• [PROBLEM STATEMENT]
Copy the records from the line with "Which spot sits on each instance of the grassy" to the line with "x=929 y=297", substituting "rucksack" for "backpack" and leaving everything else unchanged.

• [DATASET ROWS]
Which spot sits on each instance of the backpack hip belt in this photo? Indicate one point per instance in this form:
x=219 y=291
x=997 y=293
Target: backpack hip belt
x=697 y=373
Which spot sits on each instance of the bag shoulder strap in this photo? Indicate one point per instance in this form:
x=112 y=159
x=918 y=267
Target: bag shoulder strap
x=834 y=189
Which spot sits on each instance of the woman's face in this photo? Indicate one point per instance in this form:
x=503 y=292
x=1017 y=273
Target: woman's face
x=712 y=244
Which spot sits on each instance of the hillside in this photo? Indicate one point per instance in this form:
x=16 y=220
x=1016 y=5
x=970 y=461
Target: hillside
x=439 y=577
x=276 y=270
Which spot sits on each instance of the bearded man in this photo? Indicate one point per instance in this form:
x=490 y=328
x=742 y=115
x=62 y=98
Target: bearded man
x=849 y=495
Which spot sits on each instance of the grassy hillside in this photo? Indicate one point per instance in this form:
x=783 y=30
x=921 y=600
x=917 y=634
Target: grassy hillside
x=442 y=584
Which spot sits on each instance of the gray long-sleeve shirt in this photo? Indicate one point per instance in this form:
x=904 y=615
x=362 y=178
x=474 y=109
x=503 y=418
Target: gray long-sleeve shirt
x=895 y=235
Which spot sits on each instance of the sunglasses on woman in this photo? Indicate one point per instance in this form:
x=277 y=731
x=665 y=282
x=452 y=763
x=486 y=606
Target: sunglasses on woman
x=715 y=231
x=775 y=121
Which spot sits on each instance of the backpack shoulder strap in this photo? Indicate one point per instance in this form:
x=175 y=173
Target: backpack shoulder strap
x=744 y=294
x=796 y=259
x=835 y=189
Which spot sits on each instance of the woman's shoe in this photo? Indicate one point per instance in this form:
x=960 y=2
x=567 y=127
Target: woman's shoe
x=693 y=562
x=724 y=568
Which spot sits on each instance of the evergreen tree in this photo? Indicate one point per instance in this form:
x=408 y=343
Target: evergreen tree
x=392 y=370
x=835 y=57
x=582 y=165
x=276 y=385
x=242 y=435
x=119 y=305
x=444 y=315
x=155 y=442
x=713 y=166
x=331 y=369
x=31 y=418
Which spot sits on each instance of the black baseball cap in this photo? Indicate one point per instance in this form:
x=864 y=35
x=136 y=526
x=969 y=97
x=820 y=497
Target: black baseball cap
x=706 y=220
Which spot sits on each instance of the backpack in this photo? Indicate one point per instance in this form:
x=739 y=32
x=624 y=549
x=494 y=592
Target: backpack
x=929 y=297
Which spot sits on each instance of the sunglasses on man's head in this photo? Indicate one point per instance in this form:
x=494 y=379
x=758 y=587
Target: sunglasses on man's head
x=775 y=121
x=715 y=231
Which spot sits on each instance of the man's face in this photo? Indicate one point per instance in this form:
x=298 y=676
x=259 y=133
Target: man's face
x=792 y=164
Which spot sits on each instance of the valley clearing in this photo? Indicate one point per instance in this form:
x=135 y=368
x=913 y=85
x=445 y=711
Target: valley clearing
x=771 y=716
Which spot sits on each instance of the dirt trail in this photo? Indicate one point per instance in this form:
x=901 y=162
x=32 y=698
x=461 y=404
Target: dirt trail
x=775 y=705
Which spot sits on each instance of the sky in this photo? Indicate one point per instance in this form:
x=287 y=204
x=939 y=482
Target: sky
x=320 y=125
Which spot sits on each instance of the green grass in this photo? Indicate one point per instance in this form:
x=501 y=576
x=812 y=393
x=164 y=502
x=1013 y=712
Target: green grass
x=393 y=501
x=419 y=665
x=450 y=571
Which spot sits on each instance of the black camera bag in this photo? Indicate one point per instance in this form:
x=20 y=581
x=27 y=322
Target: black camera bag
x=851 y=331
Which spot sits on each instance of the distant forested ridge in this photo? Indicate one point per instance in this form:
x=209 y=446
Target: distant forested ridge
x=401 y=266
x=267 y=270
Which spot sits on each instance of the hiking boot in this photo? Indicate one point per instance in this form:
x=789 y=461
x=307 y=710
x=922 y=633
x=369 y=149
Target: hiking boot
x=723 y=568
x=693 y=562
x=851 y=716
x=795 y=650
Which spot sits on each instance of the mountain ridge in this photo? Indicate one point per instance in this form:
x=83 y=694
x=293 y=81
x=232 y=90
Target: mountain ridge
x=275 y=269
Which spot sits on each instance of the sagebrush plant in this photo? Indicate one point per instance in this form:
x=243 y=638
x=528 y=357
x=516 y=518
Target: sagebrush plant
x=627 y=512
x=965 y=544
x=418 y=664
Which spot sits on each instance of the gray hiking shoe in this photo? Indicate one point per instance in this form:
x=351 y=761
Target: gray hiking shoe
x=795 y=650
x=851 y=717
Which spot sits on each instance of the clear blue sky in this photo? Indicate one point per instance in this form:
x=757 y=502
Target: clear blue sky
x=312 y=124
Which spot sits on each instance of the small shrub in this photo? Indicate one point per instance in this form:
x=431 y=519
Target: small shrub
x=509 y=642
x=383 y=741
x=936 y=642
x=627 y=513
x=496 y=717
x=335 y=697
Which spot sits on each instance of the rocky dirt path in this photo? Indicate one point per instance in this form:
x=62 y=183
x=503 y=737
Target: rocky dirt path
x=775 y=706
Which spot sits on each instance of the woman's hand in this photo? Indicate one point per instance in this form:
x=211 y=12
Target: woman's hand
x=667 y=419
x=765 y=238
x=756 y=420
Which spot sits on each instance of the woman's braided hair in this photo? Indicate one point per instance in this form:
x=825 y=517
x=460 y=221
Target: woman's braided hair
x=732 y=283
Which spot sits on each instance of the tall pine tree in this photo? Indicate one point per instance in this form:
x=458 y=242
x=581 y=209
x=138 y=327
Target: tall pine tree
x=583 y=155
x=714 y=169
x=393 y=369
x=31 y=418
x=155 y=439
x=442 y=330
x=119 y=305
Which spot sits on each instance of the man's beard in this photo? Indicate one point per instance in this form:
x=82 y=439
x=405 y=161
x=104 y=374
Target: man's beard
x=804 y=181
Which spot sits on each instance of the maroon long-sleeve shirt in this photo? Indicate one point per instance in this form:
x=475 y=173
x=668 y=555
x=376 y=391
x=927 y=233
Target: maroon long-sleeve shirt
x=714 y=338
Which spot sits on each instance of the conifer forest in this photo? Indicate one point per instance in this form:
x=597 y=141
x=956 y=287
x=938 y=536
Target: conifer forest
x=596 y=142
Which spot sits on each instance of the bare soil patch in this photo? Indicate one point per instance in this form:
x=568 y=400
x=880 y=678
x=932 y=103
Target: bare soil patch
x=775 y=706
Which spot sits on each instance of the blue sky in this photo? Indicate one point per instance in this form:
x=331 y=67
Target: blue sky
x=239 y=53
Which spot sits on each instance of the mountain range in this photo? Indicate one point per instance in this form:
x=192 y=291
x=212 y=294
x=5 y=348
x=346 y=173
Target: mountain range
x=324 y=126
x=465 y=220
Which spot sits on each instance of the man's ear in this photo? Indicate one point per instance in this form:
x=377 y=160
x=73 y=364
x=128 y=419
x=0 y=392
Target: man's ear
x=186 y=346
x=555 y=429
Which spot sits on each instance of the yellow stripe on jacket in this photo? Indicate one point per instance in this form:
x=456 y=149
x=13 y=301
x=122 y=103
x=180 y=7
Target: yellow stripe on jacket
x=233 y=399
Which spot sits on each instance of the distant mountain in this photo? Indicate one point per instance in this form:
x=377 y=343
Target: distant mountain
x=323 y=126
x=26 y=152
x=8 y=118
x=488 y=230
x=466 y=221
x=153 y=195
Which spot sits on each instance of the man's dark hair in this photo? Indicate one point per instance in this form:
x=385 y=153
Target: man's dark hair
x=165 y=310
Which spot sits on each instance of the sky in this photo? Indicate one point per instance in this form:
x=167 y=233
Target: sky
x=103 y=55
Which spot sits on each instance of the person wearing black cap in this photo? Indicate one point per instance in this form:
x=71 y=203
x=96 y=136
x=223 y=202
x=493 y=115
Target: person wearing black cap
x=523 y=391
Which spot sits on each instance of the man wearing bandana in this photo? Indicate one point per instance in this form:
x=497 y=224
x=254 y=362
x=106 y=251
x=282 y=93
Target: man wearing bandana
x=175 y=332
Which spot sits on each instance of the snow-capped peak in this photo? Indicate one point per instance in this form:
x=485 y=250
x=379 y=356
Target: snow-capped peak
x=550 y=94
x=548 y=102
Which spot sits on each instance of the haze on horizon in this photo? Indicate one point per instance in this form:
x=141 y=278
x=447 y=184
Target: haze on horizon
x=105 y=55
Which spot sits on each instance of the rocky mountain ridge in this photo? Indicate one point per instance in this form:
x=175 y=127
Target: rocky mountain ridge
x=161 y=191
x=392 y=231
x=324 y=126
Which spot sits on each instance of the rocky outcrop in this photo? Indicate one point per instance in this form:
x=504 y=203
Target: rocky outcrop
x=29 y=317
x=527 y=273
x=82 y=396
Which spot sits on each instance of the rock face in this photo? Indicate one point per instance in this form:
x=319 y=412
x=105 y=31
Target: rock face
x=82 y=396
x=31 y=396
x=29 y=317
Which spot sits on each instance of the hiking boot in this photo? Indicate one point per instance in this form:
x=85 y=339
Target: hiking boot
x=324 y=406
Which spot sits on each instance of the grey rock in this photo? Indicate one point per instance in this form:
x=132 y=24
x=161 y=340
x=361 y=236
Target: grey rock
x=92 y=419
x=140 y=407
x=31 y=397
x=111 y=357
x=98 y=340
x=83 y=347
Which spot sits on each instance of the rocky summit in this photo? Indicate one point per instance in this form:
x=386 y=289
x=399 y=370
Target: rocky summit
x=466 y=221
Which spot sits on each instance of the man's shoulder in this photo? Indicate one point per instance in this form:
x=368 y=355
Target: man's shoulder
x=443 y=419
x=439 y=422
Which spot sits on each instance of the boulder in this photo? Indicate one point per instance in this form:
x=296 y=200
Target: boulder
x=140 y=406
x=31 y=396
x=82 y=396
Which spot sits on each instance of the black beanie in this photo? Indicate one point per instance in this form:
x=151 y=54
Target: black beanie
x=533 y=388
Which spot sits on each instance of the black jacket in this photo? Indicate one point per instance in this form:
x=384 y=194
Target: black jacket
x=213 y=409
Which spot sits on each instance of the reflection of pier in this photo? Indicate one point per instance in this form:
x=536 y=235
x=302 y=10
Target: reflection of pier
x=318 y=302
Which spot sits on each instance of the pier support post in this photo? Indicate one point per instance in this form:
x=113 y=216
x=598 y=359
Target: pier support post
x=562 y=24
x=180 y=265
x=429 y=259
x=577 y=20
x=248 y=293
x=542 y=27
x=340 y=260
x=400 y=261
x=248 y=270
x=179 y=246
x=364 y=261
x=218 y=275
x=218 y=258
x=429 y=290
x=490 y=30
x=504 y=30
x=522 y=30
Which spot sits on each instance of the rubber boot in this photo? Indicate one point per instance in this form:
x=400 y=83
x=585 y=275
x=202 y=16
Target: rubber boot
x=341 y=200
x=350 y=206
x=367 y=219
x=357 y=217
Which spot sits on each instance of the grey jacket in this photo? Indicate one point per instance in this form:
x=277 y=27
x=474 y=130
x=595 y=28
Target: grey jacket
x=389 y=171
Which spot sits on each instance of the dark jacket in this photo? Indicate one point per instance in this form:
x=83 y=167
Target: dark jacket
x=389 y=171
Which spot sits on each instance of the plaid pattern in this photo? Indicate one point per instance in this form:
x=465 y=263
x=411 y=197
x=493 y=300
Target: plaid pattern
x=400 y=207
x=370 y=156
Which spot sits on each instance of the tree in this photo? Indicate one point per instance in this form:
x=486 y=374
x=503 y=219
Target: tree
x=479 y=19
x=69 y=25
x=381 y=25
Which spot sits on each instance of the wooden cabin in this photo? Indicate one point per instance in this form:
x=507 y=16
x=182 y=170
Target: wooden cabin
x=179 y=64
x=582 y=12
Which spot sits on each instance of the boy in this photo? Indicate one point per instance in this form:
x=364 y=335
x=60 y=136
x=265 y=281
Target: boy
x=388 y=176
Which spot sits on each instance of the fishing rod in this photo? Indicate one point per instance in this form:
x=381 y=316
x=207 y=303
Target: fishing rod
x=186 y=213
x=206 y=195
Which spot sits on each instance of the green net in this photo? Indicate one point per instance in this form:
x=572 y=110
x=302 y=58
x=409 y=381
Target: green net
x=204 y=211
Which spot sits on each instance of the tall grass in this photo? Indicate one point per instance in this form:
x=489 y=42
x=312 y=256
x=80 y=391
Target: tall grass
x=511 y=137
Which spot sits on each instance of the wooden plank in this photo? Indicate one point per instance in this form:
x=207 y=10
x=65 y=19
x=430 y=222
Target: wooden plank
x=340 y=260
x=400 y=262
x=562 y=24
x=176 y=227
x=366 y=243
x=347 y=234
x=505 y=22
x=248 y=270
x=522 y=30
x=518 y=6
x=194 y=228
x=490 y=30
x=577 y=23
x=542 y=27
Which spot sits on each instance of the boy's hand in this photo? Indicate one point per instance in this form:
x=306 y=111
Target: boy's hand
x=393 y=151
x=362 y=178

• [WRITTEN SOLUTION]
Which spot sits on each instance of the grassy hillside in this photo? Indicate one point per instance in this form:
x=783 y=30
x=921 y=600
x=917 y=634
Target: grassy hillside
x=442 y=584
Which spot sits on each instance of the gray long-sleeve shirt in this photo? Indicate one point per instance in this form:
x=904 y=615
x=362 y=178
x=474 y=109
x=503 y=418
Target: gray long-sleeve shirt
x=895 y=235
Which spot sits on each instance of the sunglasses on woman in this photo? Indicate one point per instance in this form:
x=277 y=731
x=665 y=282
x=452 y=763
x=486 y=606
Target: sunglasses on woman
x=715 y=231
x=775 y=121
Which spot sits on each instance of the rucksack shoulder strap in this photo? Indicate one point per instance in this form:
x=175 y=173
Target: rucksack shoulder strap
x=744 y=294
x=796 y=259
x=835 y=189
Which spot sits on each instance of the woman's shoe in this photo? Indicate one point per instance in this form:
x=960 y=2
x=567 y=127
Target: woman's shoe
x=693 y=562
x=724 y=568
Which spot sits on each instance of the evergreen tree in this photo? Indicate one point per instance in this form:
x=408 y=343
Target: evergreen tree
x=392 y=370
x=835 y=57
x=582 y=165
x=276 y=385
x=242 y=435
x=119 y=305
x=444 y=315
x=155 y=442
x=713 y=166
x=331 y=369
x=31 y=418
Which spot sits on each instance of the black baseball cap in this photo? Indicate one point per instance in this form:
x=864 y=35
x=136 y=526
x=969 y=97
x=820 y=497
Target: black baseball cap
x=706 y=220
Which spot sits on each instance of the rucksack in this photo? Indicate one point per instance in this form:
x=739 y=32
x=624 y=549
x=494 y=592
Target: rucksack
x=929 y=297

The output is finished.